Why I'm Selling Western Refining Today

After three years of ownership and a double, the investing thesis has played out. Time to sell and move on.

Jul 21, 2014 at 6:00PM

The first interaction I had with The Motley Fool was to attend the last of its online classes, titled "When to Sell." Several reasons for when to sell were given and illustrated, including when the SEC opens an official investigation or a C-level executive suddenly resigns. Another reason -- one that applies the investment I'm looking at today -- is that the investing thesis has run its course. So as soon as Fool rules permit, I'll be selling the Messed-Up Expectations portfolio's shares of Western Refining (NYSE:WNR).

The disappearing spread
When I purchased shares in Western Refining, I had two parts to the thesis. One reason was that the spread between the prices of Brent oil and West Texas Intermediate oil was high, about $20 per barrel. That gave Western Refining an advantage, in that it was buying oil at the cheaper WTI price, refining it into gasoline and other products, and then selling those products into markets where the price of Brent oil was the dominant input cost. In other words, it was getting its oil cheaply and was able to profit on the very wide crack spread -- the price between what it was paying to buy the oil and what it was getting from the refined products.

That spread between Brent and WTI prices, which had hovered around $0 for many years, suddenly rose in the beginning of 2011 and stayed high until fairly recently, almost reaching $30 per barrel at one point. (See the following chart.) I purchased Western Refining a total of five times in the MUE portfolio during this period.


Sources: The U.S. Energy Information Administration for daily spot prices of Brent and WTI crude oils; author calculations for the spread. MUE portfolio purchases are indicated by the red diamonds.

The cause for the widening price spread was the sudden rise in supply of oil at Cushing, Okla., where WTI oil is priced, thanks to the sudden surge in oil production from the Midwest, coupled with a lack of means of getting that oil to the refineries, which are mostly located on the Gulf Coast. Those refineries, therefore, had to buy the more expensive Brent-priced oil, which meant that the price of gasoline was determined by that higher-priced crude oil, not WTI oil.

Today, however, a lot of oil is moving away from Cushing via rail to where it is needed. Further, pipelines have been reversed to carry oil away from Cushing, and more pipelines are in the works. Together, these changes are relieving the oversupply pressure that was holding the price of WTI oil down relative to Brent oil. Economics 101 in action. The result is that the spread between the two crude oil prices is back down to the range it was before that 2011 upswing. Last Friday, for instance, it was just a little over $4 per barrel, while it was merely $3 the Friday before that.

**Data excerpts:**
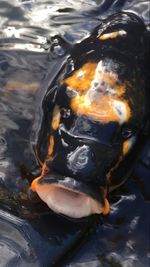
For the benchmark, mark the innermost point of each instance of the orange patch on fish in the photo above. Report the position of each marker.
(112, 35)
(82, 78)
(22, 86)
(34, 183)
(104, 109)
(100, 95)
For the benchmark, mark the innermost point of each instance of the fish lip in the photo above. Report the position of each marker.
(68, 197)
(93, 191)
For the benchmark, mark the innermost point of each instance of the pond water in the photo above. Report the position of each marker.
(34, 40)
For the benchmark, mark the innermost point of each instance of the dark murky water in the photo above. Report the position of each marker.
(29, 60)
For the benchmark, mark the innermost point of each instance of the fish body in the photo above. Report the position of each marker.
(94, 116)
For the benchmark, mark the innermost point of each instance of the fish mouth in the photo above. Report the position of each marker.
(66, 196)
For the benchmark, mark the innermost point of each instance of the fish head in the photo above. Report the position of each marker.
(95, 124)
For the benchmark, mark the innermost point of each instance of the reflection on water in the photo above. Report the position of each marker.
(29, 60)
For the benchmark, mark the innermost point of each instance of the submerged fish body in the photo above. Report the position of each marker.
(94, 116)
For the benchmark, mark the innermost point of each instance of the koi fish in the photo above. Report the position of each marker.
(94, 115)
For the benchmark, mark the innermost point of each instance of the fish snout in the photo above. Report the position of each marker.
(69, 197)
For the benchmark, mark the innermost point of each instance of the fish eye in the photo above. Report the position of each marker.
(65, 113)
(126, 132)
(70, 66)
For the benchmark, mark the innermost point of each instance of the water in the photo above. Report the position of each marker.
(35, 37)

**Required task:**
Translate this sentence from the article on selling Western Refining into Spanish: "Together, these changes are relieving the oversupply pressure that was holding the price of WTI oil down relative to Brent oil."

**Right answer:**
En conjunto, estos cambios están aliviando la presión de sobreoferta que mantenía bajo el precio del petróleo WTI en relación con el petróleo Brent.